Return, without anything added, the lines from the one containing "Exercise. Spot the hillside" through the end of the entries below, exactly as written.

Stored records
++++++++++++++++++++

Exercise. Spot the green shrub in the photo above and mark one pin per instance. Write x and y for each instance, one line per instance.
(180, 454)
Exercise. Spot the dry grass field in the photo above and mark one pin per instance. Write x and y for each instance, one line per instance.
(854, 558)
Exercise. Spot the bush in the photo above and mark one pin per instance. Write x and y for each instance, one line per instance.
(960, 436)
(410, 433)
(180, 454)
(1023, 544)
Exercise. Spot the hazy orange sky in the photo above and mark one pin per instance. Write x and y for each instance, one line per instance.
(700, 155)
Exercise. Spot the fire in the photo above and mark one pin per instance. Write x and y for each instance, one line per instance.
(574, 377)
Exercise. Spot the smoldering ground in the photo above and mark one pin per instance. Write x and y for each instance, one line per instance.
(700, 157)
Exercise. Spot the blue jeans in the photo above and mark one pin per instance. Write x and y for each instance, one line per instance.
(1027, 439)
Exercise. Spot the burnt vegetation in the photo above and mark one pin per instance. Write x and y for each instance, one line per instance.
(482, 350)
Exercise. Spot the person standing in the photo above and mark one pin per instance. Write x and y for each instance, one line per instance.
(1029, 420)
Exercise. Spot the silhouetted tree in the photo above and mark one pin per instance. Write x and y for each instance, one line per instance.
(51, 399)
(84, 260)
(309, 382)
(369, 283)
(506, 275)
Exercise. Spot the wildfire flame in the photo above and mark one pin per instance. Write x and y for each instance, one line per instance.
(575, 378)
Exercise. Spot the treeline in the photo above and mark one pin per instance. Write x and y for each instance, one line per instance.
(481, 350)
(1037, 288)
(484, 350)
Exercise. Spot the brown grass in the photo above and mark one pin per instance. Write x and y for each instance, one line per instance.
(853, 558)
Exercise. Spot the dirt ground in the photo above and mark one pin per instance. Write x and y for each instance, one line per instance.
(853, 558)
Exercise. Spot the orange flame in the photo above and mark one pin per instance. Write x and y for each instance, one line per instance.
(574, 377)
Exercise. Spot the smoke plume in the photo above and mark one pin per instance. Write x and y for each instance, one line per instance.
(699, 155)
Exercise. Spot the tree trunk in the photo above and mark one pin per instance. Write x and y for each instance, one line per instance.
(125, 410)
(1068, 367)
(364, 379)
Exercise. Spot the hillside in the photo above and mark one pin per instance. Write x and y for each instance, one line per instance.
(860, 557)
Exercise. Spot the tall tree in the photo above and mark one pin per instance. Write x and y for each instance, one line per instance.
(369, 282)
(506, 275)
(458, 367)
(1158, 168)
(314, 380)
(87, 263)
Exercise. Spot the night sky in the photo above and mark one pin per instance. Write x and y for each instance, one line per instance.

++++++++++++++++++++

**RESPONSE AREA:**
Exercise. Spot the hillside in the photo above and mark one pin per instance. Write x and y for each instance, one line per instance.
(860, 557)
Exercise. Spot the tall tree in the photo above and mark one pin per instance. Write x and y for each instance, one line per instance.
(369, 282)
(506, 275)
(458, 367)
(1158, 168)
(314, 380)
(87, 263)
Exercise. Spot the night sky in the photo above and mark one pin per instance. Write x and y for each instance, one line per instance.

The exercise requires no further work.